### DATA PROVIDED
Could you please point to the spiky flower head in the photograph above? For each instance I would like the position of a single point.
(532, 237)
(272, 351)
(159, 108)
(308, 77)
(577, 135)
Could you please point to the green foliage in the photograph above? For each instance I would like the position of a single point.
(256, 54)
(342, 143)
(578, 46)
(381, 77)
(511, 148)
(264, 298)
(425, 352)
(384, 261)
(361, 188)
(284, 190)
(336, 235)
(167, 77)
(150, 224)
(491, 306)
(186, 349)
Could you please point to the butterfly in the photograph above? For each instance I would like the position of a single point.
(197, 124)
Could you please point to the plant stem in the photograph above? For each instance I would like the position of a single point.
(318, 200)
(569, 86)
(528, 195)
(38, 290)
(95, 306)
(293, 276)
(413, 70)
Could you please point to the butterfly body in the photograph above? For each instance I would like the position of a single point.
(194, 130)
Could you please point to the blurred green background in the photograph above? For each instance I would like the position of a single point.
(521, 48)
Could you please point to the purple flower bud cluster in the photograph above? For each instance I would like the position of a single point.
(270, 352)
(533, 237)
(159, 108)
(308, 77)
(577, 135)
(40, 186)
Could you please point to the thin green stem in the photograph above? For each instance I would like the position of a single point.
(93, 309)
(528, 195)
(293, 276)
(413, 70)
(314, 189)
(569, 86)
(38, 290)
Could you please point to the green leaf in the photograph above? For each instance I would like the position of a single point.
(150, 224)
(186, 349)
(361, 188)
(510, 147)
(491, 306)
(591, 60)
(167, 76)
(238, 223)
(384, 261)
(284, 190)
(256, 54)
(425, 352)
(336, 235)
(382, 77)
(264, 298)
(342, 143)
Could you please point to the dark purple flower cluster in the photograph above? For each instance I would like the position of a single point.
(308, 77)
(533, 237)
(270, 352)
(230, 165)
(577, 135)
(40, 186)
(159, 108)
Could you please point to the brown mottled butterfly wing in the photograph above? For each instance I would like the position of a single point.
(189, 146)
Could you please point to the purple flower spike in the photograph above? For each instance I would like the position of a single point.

### TASK DESCRIPTION
Reproduce every line above without error.

### RESPONSE TO THIS EXERCISE
Could you please point to the spiky flower head in the photograph above? For each instance I would like the position of a single point.
(532, 237)
(272, 351)
(159, 108)
(308, 77)
(577, 135)
Could you please point to the green foliage in the photograph above? For each instance I would like the position of a single point.
(256, 54)
(342, 143)
(578, 46)
(381, 77)
(511, 148)
(264, 298)
(425, 352)
(384, 261)
(361, 188)
(284, 190)
(336, 235)
(167, 77)
(150, 224)
(491, 306)
(186, 349)
Could you please point to the butterfly in the photograph above? For each instance I would like the position of a single point.
(197, 124)
Could you please point to the plant stem in the photograph above? For each instance I would like the position of a single point.
(318, 200)
(569, 86)
(528, 195)
(38, 290)
(95, 306)
(293, 276)
(413, 70)
Could you please point to the butterfly body in the photograph above? For each instance I would like the position of a single point.
(194, 130)
Could you please point to the blurred green background in the photograph above? For each instance I would like the position of a single point.
(521, 48)
Could you please point to the purple flower bud cluster in the photograph above? For each instance I would like the position of a single point.
(270, 352)
(533, 237)
(159, 108)
(308, 77)
(577, 135)
(40, 186)
Could you please point to the thin green stem in the photograph above? For each instance I would like the position of a single point.
(93, 309)
(528, 195)
(293, 276)
(413, 70)
(314, 189)
(569, 86)
(38, 290)
Could you please point to the green leaf in the photograph above? For each instance I would like the position of a single point.
(150, 224)
(186, 349)
(361, 188)
(510, 147)
(491, 306)
(591, 60)
(167, 76)
(238, 223)
(384, 261)
(284, 190)
(256, 54)
(425, 352)
(336, 235)
(382, 77)
(264, 298)
(342, 143)
Could you please point to the dark purple flower cluster in the photograph above? For each instance I would like the position of a single point.
(308, 77)
(533, 237)
(270, 352)
(230, 165)
(577, 135)
(40, 186)
(159, 108)
Could you please point to the brown mottled butterfly wing in the photograph above? For each instance I would like the position of a single point.
(189, 146)
Could you please point to the purple flower spike in the photograph above? For each instance I would like the position of a single point.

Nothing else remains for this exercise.